GIVEN ENTRIES below:

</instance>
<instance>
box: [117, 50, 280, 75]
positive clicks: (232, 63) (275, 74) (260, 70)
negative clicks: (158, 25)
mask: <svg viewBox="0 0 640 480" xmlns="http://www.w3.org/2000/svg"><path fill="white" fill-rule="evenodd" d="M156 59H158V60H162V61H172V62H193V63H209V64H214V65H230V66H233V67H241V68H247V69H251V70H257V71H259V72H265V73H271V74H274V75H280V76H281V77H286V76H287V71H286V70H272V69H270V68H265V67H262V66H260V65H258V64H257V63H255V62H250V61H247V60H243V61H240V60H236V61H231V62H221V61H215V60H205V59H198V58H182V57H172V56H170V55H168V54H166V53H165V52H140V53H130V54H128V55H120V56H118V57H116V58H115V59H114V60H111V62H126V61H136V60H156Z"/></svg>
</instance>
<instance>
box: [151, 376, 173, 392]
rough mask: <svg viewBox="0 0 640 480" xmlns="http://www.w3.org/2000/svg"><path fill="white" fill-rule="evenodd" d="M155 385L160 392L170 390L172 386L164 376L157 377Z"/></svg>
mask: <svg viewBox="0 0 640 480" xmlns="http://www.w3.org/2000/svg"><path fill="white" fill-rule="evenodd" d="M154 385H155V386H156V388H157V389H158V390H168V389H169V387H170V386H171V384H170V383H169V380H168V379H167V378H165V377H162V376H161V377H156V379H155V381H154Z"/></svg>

End of GIVEN ENTRIES.
GIVEN ENTRIES below:

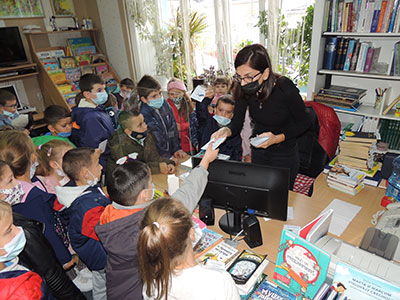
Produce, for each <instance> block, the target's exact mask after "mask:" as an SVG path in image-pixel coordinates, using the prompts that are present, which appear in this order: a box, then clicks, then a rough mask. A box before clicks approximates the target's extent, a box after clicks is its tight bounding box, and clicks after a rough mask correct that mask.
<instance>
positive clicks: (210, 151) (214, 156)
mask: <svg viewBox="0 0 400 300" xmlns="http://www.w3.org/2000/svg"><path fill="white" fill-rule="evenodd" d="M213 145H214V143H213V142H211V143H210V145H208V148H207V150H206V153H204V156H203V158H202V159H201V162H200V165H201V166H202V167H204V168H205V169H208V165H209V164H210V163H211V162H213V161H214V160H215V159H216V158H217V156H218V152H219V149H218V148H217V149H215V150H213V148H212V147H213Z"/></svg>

End of GIVEN ENTRIES.
GIVEN ENTRIES below:

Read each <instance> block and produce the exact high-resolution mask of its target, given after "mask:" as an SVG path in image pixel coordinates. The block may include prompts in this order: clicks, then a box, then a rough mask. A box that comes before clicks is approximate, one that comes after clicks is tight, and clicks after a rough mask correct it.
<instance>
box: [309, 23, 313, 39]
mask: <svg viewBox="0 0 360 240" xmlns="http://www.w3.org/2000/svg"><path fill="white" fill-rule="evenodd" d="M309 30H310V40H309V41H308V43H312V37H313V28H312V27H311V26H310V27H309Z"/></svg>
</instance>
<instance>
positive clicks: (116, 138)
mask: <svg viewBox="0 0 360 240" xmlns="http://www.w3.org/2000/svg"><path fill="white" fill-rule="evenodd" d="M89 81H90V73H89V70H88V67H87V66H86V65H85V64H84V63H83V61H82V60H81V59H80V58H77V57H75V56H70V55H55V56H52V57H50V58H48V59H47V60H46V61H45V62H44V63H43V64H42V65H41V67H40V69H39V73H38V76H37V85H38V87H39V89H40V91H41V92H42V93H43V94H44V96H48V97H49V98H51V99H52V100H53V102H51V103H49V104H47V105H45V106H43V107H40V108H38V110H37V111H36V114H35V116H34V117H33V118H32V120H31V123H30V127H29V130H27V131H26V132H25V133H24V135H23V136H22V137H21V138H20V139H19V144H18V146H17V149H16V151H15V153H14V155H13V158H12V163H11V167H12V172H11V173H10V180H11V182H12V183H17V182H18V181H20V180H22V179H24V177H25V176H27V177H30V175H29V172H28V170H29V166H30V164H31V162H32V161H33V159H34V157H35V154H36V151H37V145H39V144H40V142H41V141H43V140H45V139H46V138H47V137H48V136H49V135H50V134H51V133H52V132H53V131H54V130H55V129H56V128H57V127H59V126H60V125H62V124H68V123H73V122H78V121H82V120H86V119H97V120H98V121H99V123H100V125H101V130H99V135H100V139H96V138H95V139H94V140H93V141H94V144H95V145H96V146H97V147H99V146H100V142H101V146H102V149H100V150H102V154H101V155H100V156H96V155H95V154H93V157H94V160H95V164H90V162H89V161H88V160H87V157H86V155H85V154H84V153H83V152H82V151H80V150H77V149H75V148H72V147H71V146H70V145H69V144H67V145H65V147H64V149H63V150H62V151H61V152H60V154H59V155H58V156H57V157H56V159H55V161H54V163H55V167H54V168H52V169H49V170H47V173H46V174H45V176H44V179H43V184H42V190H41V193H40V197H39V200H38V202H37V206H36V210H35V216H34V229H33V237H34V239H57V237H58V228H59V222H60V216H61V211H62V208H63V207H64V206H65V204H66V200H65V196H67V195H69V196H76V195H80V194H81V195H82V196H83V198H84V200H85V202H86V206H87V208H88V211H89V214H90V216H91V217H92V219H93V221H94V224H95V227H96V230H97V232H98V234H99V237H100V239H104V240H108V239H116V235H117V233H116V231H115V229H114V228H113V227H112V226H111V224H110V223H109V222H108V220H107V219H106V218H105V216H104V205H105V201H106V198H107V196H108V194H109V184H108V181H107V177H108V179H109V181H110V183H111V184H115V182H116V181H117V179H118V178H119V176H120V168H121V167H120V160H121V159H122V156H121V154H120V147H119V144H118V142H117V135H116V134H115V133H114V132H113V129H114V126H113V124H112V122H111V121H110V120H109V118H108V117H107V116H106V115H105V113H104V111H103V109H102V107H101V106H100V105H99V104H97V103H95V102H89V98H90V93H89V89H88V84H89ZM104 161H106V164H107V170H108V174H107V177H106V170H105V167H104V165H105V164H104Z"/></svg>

End of GIVEN ENTRIES.

Pull out every line of the records above that contains the string "positive", and list them.

• TASK OUTPUT
positive clicks: (232, 63) (275, 74) (260, 70)
positive clicks: (210, 151) (214, 156)
positive clicks: (116, 138)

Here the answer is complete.